• Passage shown

I have a friend who loves to feed the deer. She’s passionate about these lovely creatures, and doesn’t want them to starve the death in the winter. However, I’ve seen signs advising people not to feed wild deer and I’ve heard it’s not good for them. Here’s an interesting article I found in the Adirondack Daily Enterprise, written by Bruce Landon.
I’ve copied it below, for your convenience, but I’ll also link to the original article.
As the snow deepens in the Adirondacks, deer will soon be moving toward their winter “yarding areas.” As you may already know, deer leave their summer feeding range as snow depth approaches 15 inches and begin moving toward their wintering areas. Too many deer, however, will not be moving toward their traditional “yarding” areas but rather to human-populated areas. Some deer have learned to raid backyard bird feeders. Some have learned to wait around, eating the homeowner’s lawn trees and shrubs, until they get a free handout.
As a caretaker with a long history of winter deer feeding, I am concerned that “backyard” deer feeders may be doing more harm than good to the deer they are trying to help. Until banned by the Department of Environmental Conservation, the property I caretake for had a 75-plus-year history of winter supplemental deer feeding. I have spent more than 20 years feeding and learning from the wild deer under my feeding charge.

• Requirement
In the passage on winter deer feeding, at what snow depth do deer begin leaving their summer feeding range?

• Listed entries
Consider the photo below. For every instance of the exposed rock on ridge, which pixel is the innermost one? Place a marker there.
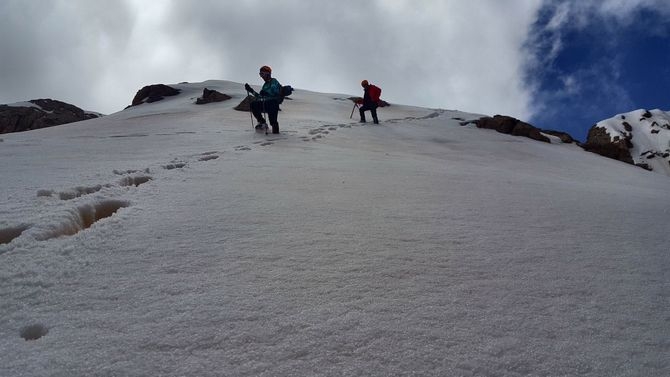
(44, 113)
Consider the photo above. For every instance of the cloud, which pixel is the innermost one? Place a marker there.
(583, 59)
(96, 54)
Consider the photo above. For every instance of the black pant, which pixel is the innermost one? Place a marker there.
(373, 110)
(270, 106)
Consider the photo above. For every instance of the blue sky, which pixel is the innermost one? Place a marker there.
(607, 63)
(561, 65)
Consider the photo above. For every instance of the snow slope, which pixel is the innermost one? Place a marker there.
(650, 136)
(171, 239)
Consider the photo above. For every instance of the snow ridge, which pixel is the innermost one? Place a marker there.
(649, 136)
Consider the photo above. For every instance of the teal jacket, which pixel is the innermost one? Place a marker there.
(270, 90)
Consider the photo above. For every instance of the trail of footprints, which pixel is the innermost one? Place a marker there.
(85, 215)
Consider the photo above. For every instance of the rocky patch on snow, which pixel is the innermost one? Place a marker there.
(153, 93)
(512, 126)
(209, 96)
(641, 138)
(39, 113)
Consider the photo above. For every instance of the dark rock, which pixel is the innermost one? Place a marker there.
(564, 136)
(50, 113)
(644, 166)
(209, 96)
(599, 141)
(153, 93)
(509, 125)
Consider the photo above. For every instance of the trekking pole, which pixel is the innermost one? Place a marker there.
(251, 115)
(352, 110)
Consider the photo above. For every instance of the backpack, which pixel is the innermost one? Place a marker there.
(285, 91)
(375, 93)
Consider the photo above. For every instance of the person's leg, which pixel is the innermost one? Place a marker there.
(373, 111)
(272, 108)
(362, 111)
(257, 110)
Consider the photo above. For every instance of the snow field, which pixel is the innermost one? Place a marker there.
(417, 247)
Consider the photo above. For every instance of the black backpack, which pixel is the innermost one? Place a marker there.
(285, 91)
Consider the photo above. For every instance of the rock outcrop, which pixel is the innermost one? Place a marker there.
(640, 137)
(512, 126)
(153, 93)
(209, 96)
(40, 113)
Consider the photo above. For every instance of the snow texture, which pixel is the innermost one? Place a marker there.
(649, 133)
(171, 239)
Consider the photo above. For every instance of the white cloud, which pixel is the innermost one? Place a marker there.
(453, 54)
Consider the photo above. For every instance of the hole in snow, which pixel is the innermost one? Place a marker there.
(78, 192)
(92, 213)
(134, 180)
(208, 157)
(8, 234)
(34, 332)
(176, 165)
(83, 217)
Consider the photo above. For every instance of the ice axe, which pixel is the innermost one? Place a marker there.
(352, 110)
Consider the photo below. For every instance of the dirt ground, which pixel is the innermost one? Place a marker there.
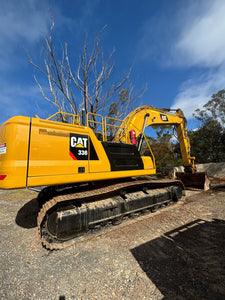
(175, 253)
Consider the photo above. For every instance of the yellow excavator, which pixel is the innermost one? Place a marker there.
(90, 170)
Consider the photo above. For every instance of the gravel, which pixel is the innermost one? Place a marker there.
(175, 253)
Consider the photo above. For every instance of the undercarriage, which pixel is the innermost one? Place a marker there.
(70, 214)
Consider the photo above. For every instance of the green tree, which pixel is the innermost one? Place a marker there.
(214, 108)
(208, 141)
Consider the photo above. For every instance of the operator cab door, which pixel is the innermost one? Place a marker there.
(57, 149)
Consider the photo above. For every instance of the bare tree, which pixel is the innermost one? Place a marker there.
(91, 78)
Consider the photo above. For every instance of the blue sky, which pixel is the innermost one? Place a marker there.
(177, 47)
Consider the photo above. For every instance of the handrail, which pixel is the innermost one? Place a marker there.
(96, 122)
(115, 126)
(75, 117)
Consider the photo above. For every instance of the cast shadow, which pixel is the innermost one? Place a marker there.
(27, 215)
(188, 262)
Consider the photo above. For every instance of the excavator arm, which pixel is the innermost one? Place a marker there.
(147, 115)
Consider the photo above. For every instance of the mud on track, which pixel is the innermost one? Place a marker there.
(176, 253)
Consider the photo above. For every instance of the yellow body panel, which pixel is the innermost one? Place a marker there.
(38, 153)
(15, 134)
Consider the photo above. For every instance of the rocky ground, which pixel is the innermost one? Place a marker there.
(175, 253)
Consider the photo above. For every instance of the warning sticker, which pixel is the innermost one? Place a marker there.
(3, 148)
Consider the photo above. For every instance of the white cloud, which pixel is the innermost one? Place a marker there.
(201, 39)
(195, 92)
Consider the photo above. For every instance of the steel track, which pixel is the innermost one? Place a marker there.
(52, 243)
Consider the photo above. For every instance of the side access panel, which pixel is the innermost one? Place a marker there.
(14, 141)
(56, 150)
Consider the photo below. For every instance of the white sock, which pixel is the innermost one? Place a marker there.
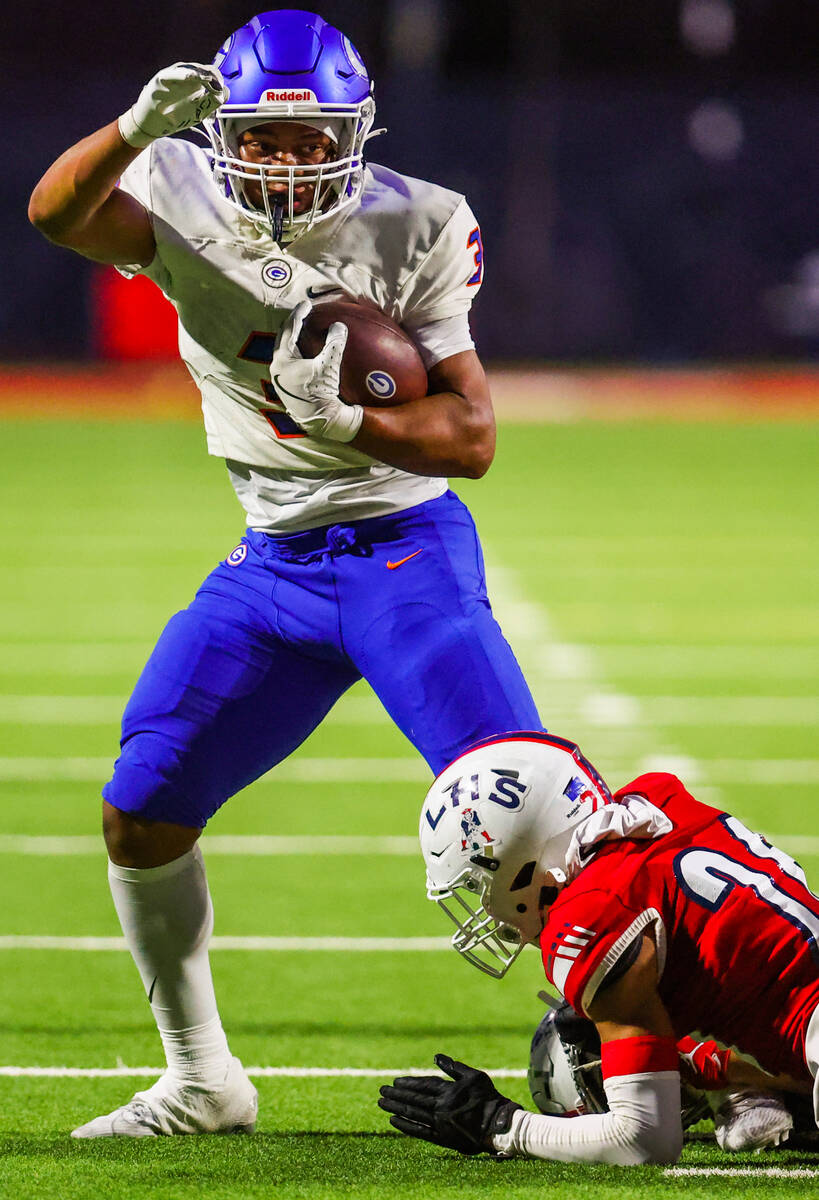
(167, 918)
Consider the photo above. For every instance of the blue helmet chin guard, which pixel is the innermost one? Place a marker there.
(290, 65)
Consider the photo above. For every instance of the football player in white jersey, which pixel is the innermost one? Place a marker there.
(357, 559)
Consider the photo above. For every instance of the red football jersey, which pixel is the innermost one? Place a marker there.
(736, 928)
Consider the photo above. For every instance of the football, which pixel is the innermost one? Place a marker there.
(381, 364)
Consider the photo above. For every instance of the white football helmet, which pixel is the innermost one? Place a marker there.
(292, 66)
(495, 828)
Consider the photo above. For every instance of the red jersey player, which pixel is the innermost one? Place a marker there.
(657, 917)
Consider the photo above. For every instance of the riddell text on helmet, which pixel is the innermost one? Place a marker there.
(274, 95)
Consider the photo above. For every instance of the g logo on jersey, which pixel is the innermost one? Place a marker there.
(237, 556)
(276, 273)
(380, 384)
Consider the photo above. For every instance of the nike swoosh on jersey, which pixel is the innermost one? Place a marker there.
(390, 567)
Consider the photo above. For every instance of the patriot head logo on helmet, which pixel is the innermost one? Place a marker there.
(495, 828)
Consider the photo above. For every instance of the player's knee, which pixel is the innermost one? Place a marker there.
(132, 841)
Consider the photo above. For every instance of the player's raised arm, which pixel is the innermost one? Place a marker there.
(77, 203)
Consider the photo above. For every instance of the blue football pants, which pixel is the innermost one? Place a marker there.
(285, 625)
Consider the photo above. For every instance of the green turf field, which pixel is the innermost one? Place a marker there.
(659, 583)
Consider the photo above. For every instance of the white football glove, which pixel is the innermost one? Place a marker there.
(175, 99)
(309, 388)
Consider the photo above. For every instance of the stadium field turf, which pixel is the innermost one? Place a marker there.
(659, 585)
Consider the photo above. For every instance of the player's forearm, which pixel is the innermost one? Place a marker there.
(440, 436)
(76, 186)
(643, 1126)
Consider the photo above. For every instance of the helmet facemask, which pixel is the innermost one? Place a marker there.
(336, 183)
(489, 945)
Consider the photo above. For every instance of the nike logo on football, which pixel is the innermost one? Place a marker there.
(390, 567)
(323, 292)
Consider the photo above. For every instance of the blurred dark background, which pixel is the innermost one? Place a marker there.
(645, 171)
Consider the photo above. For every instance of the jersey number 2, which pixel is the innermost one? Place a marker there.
(709, 877)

• Solution
As the snow depth approaches 15 inches.